--- BEGIN ---

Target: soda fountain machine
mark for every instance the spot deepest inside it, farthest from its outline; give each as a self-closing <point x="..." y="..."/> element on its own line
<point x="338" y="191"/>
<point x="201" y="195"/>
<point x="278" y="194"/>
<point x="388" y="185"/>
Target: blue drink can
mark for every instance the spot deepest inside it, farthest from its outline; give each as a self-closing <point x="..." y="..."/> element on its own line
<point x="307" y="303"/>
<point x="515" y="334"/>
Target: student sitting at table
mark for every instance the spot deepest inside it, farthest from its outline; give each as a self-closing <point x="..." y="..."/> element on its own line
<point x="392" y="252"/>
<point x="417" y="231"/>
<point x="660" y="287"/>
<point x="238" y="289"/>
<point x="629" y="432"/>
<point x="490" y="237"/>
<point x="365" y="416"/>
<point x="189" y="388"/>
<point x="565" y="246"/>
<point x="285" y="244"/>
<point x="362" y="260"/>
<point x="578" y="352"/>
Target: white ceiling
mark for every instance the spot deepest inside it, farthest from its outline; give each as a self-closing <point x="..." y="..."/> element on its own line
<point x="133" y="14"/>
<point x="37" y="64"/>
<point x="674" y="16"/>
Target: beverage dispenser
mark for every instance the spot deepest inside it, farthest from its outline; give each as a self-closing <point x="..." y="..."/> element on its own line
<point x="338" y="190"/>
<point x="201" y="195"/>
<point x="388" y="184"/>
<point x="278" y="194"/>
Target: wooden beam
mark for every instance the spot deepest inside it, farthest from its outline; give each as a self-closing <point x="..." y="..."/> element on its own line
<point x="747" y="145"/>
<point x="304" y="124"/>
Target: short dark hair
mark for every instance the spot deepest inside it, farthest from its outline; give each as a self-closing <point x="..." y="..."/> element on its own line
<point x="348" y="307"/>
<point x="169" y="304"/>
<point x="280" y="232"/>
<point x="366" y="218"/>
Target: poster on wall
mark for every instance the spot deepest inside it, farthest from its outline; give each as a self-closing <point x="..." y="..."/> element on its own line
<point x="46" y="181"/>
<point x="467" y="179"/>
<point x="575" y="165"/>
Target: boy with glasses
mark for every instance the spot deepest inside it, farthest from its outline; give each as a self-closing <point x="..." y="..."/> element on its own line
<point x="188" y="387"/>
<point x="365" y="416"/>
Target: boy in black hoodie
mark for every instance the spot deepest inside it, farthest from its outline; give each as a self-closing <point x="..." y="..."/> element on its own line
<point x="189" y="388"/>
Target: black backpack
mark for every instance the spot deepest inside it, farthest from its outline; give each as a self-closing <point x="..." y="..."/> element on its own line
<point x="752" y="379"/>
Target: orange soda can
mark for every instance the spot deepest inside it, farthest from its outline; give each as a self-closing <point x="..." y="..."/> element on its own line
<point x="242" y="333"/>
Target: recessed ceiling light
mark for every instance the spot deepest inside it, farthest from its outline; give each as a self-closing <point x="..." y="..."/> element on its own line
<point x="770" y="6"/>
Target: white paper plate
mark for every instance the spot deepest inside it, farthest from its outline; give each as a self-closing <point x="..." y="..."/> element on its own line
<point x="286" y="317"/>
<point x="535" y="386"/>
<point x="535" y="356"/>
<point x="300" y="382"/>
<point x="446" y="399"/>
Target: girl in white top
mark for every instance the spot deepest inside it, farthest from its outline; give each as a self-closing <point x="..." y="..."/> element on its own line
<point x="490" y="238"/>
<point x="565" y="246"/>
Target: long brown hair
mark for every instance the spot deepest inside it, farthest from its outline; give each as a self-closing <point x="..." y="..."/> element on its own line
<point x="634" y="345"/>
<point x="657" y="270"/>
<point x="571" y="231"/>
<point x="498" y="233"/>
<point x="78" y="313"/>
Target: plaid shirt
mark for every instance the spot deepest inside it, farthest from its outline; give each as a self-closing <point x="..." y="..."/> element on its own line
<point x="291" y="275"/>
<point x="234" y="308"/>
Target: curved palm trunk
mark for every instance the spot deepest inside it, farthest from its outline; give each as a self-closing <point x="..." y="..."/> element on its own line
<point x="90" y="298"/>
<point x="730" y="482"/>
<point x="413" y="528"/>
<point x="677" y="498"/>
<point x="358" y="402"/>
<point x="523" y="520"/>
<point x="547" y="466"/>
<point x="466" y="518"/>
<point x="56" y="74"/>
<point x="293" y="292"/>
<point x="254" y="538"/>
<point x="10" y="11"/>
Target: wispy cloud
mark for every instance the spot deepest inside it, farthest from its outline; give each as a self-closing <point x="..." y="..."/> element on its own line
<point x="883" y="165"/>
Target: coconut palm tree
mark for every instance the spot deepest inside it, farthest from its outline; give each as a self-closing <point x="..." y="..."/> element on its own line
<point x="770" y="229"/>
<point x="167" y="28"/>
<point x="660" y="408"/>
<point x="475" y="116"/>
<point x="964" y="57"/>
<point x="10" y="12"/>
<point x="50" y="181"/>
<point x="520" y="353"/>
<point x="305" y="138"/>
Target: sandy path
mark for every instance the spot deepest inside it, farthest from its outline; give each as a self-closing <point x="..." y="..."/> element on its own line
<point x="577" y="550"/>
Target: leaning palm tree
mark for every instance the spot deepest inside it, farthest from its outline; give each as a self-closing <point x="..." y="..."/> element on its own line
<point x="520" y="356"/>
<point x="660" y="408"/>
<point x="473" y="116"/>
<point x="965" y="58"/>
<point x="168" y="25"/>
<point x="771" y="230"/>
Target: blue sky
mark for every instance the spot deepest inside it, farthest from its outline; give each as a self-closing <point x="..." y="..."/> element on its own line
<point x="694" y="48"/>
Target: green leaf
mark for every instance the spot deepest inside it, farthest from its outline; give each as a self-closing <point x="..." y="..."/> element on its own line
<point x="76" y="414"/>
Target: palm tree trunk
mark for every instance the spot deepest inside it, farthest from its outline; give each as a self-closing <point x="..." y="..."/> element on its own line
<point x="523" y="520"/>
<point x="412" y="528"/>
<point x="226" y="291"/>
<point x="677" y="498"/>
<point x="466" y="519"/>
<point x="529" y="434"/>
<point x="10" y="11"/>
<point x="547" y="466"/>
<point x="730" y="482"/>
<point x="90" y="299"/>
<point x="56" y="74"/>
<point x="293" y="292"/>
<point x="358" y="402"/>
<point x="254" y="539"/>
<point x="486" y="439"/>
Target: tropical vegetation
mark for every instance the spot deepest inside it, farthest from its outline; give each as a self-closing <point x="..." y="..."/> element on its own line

--- END ---

=== TASK ===
The records above should be duplicated in full, exactly as given.

=== RESULT OF THE EXERCISE ===
Target: soda fountain machine
mark for every instance the spot deepest inside it, farthest from its outline; give each as a self-closing <point x="..." y="..."/> element on its own line
<point x="338" y="191"/>
<point x="201" y="195"/>
<point x="278" y="194"/>
<point x="388" y="185"/>
Target: blue drink can
mark for every instance the spot deepest inside it, farthest from its outline; give each as a self-closing <point x="..." y="..."/> element on its own line
<point x="307" y="303"/>
<point x="515" y="334"/>
Target: student sitting at table
mark for every instance the spot deepest inside it, farthest from its outline; give each as a self-closing <point x="..." y="..."/> element on its own line
<point x="392" y="252"/>
<point x="417" y="231"/>
<point x="660" y="287"/>
<point x="238" y="289"/>
<point x="629" y="432"/>
<point x="490" y="237"/>
<point x="365" y="416"/>
<point x="189" y="388"/>
<point x="565" y="246"/>
<point x="285" y="244"/>
<point x="362" y="260"/>
<point x="578" y="352"/>
Target: white ceiling
mark for every instance the spot deepest inside it, farthest from its outline; give each as a self-closing <point x="..." y="..."/> element on its own line
<point x="133" y="14"/>
<point x="37" y="64"/>
<point x="674" y="16"/>
Target: beverage dispenser
mark for every instance the spot deepest inside it, farthest from its outline; give each as a self-closing <point x="..." y="..."/> element on its own line
<point x="338" y="190"/>
<point x="201" y="195"/>
<point x="388" y="184"/>
<point x="278" y="194"/>
Target: wooden beam
mark for every instance the spot deepest inside it, farthest from its outline; give each as a self-closing <point x="..." y="..."/> element on its own line
<point x="747" y="145"/>
<point x="304" y="124"/>
Target: short dark hair
mark for every instance the spot deepest inside it, farthest from its outline; give each as a self-closing <point x="..." y="..."/> element on its own line
<point x="348" y="307"/>
<point x="169" y="304"/>
<point x="280" y="232"/>
<point x="366" y="218"/>
Target: poster on wall
mark for every instance the spot deepest inside it, farthest from its outline; give each as a self-closing <point x="..." y="..."/> element on its own line
<point x="46" y="181"/>
<point x="467" y="179"/>
<point x="575" y="165"/>
Target: boy with glasses
mark for every instance the spot deepest inside it, farthest from its outline; give each as a self-closing <point x="..." y="..."/> element on its own line
<point x="188" y="387"/>
<point x="365" y="416"/>
Target: boy in black hoodie
mark for every instance the spot deepest inside it, farthest from its outline; give each as a self-closing <point x="..." y="..."/> element on its own line
<point x="189" y="388"/>
Target: black backpack
mark for every instance the spot deepest inside it, farthest from its outline; give each as a self-closing <point x="..." y="..."/> element on its own line
<point x="752" y="379"/>
Target: orange soda can
mark for every instance the spot deepest inside it, farthest from its outline; give each as a self-closing <point x="..." y="..."/> element on its own line
<point x="242" y="333"/>
Target: recessed ceiling light
mark for every instance the spot deepest inside it, farthest from its outline; give each as a self-closing <point x="..." y="..."/> element on its own line
<point x="770" y="6"/>
Target: white paper plate
mark for every instance the spot deepest inside it, farthest from its outline; give each as a self-closing <point x="..." y="..."/> element on its own line
<point x="286" y="317"/>
<point x="535" y="386"/>
<point x="535" y="356"/>
<point x="300" y="382"/>
<point x="446" y="399"/>
Target: girl in white top
mark for every instance the spot deepest inside it, farthest from its outline; give each as a self-closing <point x="..." y="..."/> element on its own line
<point x="490" y="238"/>
<point x="565" y="246"/>
Target: long brown hair
mark for every instance the spot deepest inside it, farthest from its outline; give each as a self-closing <point x="..." y="..."/> element on its own line
<point x="634" y="345"/>
<point x="657" y="270"/>
<point x="571" y="231"/>
<point x="498" y="233"/>
<point x="78" y="313"/>
Target: plaid shirt
mark for every instance the spot deepest inside it, farthest from its outline; give each as a self-closing <point x="..." y="..."/> element on its own line
<point x="291" y="275"/>
<point x="234" y="308"/>
Target: curved palm trunk
mark for every instance the spot deepest inside it, farthest from its outline; give each as a self-closing <point x="..." y="..."/> element on its own line
<point x="90" y="298"/>
<point x="730" y="482"/>
<point x="413" y="528"/>
<point x="677" y="498"/>
<point x="358" y="402"/>
<point x="523" y="520"/>
<point x="547" y="466"/>
<point x="466" y="518"/>
<point x="56" y="74"/>
<point x="293" y="292"/>
<point x="254" y="538"/>
<point x="10" y="11"/>
Target: wispy cloud
mark for every instance the spot deepest inside it, farthest from its outline; give each as a self-closing <point x="..." y="..."/> element on its own line
<point x="883" y="165"/>
Target: coconut palm tree
mark for every instance the spot deepest inside it, farthest from its outline; give each as a self-closing <point x="..." y="..."/> element on its own line
<point x="770" y="229"/>
<point x="167" y="28"/>
<point x="660" y="408"/>
<point x="475" y="116"/>
<point x="964" y="57"/>
<point x="10" y="12"/>
<point x="50" y="181"/>
<point x="520" y="353"/>
<point x="305" y="138"/>
Target: sandy path
mark for every instance the spot deepest inside it, farthest from its outline; give each as a self-closing <point x="..." y="..."/> element on its own line
<point x="577" y="550"/>
Target: leaning palm tree
mark for every instance the spot deepest inside it, farthest from its outline; give each as a self-closing <point x="..." y="..."/> element on its own line
<point x="520" y="356"/>
<point x="660" y="408"/>
<point x="473" y="116"/>
<point x="965" y="58"/>
<point x="168" y="25"/>
<point x="771" y="230"/>
Target: blue sky
mark for every instance the spot deepest inside it, farthest from its outline; give each as a self-closing <point x="..." y="..."/> element on its own line
<point x="694" y="48"/>
Target: green leaf
mark for every instance the spot deepest inside it, farthest from its outline; give each as a self-closing <point x="..." y="..."/> element on its own line
<point x="76" y="414"/>
Target: palm tree trunk
mark for every instance the spot deepest inside it, farthest from its outline; give each as a self-closing <point x="..." y="..."/> element on its own line
<point x="523" y="520"/>
<point x="412" y="528"/>
<point x="226" y="291"/>
<point x="677" y="498"/>
<point x="466" y="519"/>
<point x="529" y="434"/>
<point x="10" y="11"/>
<point x="547" y="466"/>
<point x="730" y="482"/>
<point x="90" y="299"/>
<point x="56" y="74"/>
<point x="293" y="292"/>
<point x="358" y="402"/>
<point x="254" y="539"/>
<point x="486" y="439"/>
Target: tropical vegetation
mark for every instance the spot deepest inside it, farthest from its outline; give each as a self-closing <point x="..." y="..."/> element on its own line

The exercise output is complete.